**TO BE DONE**
Copy out verbatim the rows from the line containing "Return the mask of every instance of the dog's tongue." through the line containing "427 606 L 437", including both of those lines, and nothing else.

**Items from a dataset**
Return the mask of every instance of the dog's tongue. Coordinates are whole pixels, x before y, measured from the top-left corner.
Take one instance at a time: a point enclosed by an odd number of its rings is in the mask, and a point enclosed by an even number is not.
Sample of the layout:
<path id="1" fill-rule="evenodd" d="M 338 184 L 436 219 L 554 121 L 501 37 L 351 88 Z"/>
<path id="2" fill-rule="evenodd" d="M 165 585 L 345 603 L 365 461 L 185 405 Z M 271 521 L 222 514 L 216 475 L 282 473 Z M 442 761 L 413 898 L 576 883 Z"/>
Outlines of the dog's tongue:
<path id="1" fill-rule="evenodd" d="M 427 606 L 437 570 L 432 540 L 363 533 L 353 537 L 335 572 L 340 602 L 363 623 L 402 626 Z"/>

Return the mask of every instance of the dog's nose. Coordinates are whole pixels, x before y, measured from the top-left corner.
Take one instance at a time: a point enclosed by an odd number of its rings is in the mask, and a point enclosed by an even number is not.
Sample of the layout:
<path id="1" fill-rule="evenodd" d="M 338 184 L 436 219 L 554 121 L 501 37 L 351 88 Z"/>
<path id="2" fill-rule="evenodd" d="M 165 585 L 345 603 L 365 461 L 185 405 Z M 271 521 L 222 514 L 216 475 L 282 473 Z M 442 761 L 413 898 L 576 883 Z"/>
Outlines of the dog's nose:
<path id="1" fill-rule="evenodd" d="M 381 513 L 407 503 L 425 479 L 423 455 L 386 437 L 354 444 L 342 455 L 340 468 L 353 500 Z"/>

---

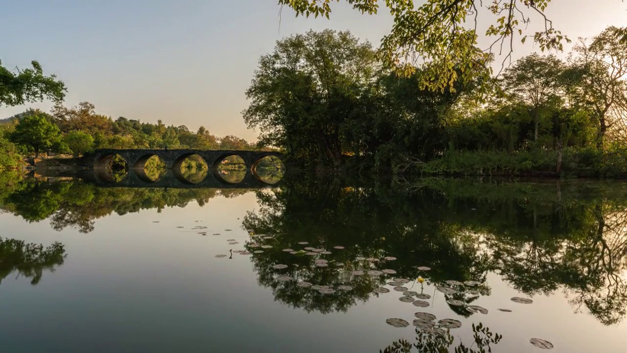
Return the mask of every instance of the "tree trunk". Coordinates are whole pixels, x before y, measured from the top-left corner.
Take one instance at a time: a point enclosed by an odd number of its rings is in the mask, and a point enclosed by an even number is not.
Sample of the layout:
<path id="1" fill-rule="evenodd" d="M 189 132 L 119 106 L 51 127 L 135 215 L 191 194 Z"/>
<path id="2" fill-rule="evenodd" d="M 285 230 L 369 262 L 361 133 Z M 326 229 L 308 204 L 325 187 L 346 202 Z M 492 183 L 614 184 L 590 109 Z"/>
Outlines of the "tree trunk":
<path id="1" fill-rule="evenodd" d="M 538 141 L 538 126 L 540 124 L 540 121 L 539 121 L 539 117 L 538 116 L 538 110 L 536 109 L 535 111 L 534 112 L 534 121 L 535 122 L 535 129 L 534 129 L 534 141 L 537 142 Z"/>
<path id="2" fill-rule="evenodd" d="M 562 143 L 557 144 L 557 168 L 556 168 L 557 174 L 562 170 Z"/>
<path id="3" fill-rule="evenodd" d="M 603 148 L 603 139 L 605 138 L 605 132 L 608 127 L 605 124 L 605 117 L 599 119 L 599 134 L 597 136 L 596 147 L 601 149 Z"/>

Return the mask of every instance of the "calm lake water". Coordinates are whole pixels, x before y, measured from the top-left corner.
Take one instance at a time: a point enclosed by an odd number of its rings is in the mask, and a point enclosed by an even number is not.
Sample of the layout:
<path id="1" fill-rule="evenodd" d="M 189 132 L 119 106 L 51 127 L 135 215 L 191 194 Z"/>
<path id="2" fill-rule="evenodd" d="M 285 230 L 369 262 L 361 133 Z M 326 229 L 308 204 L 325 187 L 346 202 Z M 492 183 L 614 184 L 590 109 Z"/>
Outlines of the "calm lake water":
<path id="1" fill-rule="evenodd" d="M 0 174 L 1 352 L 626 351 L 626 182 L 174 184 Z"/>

**TASK RESULT**
Return the mask of every instance of the dog's tongue. Coordinates are whole pixels, x before y, measured from the top-left corner.
Take one instance at a time: a point enclosed by an odd number of its rings is in the mask, and a point enclosed by an even number is not.
Sample of the layout:
<path id="1" fill-rule="evenodd" d="M 338 184 L 436 219 L 554 121 L 501 37 L 351 88 Z"/>
<path id="2" fill-rule="evenodd" d="M 165 585 L 345 603 L 365 461 L 185 405 Z M 271 521 L 222 514 L 216 475 L 282 473 Z M 442 761 L 413 898 L 576 883 Z"/>
Outlines of the dog's tongue:
<path id="1" fill-rule="evenodd" d="M 427 606 L 437 570 L 432 540 L 363 533 L 353 537 L 335 572 L 340 602 L 363 623 L 402 626 Z"/>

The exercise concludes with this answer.